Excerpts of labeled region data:
━━━━━━━━━━━━━━━━
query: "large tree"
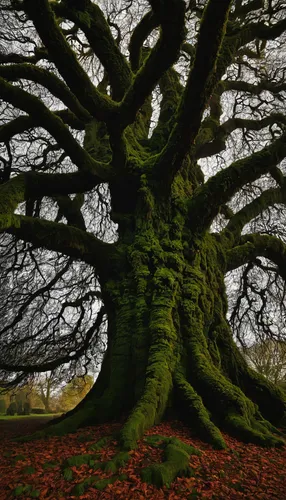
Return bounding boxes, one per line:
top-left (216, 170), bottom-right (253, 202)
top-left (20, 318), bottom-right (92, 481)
top-left (0, 0), bottom-right (286, 464)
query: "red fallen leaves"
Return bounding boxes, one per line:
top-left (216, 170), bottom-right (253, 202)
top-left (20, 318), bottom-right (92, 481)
top-left (0, 421), bottom-right (286, 500)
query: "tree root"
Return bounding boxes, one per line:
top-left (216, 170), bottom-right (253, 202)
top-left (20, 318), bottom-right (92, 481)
top-left (140, 436), bottom-right (200, 488)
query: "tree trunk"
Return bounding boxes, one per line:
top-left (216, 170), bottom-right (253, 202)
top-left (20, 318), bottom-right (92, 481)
top-left (47, 176), bottom-right (285, 449)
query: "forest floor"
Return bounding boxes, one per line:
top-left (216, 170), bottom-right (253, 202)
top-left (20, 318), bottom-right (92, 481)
top-left (0, 417), bottom-right (286, 500)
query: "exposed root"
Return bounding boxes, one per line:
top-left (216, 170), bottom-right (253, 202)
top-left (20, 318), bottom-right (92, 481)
top-left (175, 372), bottom-right (226, 449)
top-left (189, 346), bottom-right (284, 446)
top-left (141, 436), bottom-right (200, 488)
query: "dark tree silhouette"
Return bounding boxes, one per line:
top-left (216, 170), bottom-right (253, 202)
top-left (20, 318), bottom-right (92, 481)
top-left (0, 0), bottom-right (286, 476)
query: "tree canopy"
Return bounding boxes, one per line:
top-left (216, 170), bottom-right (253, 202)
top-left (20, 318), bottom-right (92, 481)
top-left (0, 0), bottom-right (286, 470)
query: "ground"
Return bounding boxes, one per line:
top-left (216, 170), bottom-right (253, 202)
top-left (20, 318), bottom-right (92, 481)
top-left (0, 418), bottom-right (286, 500)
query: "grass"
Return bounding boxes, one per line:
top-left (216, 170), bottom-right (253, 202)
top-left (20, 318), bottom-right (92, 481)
top-left (0, 413), bottom-right (61, 420)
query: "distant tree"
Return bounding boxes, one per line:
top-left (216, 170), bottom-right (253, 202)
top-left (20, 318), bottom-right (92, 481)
top-left (33, 370), bottom-right (63, 413)
top-left (0, 0), bottom-right (286, 468)
top-left (244, 339), bottom-right (286, 384)
top-left (0, 398), bottom-right (7, 413)
top-left (6, 401), bottom-right (17, 416)
top-left (57, 375), bottom-right (94, 411)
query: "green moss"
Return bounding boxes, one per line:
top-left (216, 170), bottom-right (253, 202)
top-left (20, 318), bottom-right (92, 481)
top-left (88, 436), bottom-right (112, 451)
top-left (72, 474), bottom-right (127, 496)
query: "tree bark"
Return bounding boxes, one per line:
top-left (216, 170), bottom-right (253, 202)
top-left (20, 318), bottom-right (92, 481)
top-left (44, 174), bottom-right (285, 450)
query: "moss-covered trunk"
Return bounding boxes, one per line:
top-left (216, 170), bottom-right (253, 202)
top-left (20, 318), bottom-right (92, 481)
top-left (47, 177), bottom-right (285, 449)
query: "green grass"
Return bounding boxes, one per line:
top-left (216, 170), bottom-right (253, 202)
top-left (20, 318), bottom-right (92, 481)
top-left (0, 413), bottom-right (61, 420)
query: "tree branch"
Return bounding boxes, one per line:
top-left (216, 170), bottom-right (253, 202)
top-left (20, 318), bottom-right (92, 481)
top-left (195, 113), bottom-right (286, 158)
top-left (0, 64), bottom-right (92, 123)
top-left (189, 133), bottom-right (286, 232)
top-left (52, 0), bottom-right (132, 100)
top-left (0, 77), bottom-right (112, 180)
top-left (0, 172), bottom-right (102, 220)
top-left (116, 0), bottom-right (185, 128)
top-left (224, 182), bottom-right (286, 238)
top-left (154, 0), bottom-right (231, 179)
top-left (0, 306), bottom-right (105, 374)
top-left (23, 0), bottom-right (115, 121)
top-left (4, 215), bottom-right (113, 276)
top-left (129, 11), bottom-right (158, 71)
top-left (227, 234), bottom-right (286, 281)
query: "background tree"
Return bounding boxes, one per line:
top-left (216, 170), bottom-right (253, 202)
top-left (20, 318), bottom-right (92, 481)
top-left (0, 0), bottom-right (286, 482)
top-left (57, 375), bottom-right (94, 411)
top-left (34, 369), bottom-right (67, 413)
top-left (244, 339), bottom-right (286, 387)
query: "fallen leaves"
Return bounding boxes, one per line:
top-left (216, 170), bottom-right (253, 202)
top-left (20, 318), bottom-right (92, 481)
top-left (0, 421), bottom-right (286, 500)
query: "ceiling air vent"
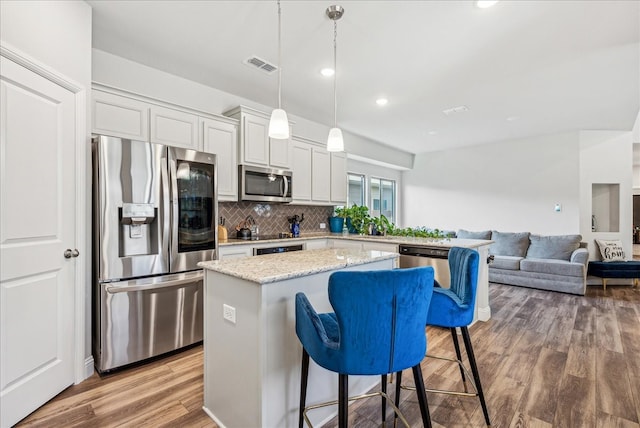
━━━━━━━━━━━━━━━━
How many lines in the material above contain the word "trunk" with matching case? Reply with the number alone.

2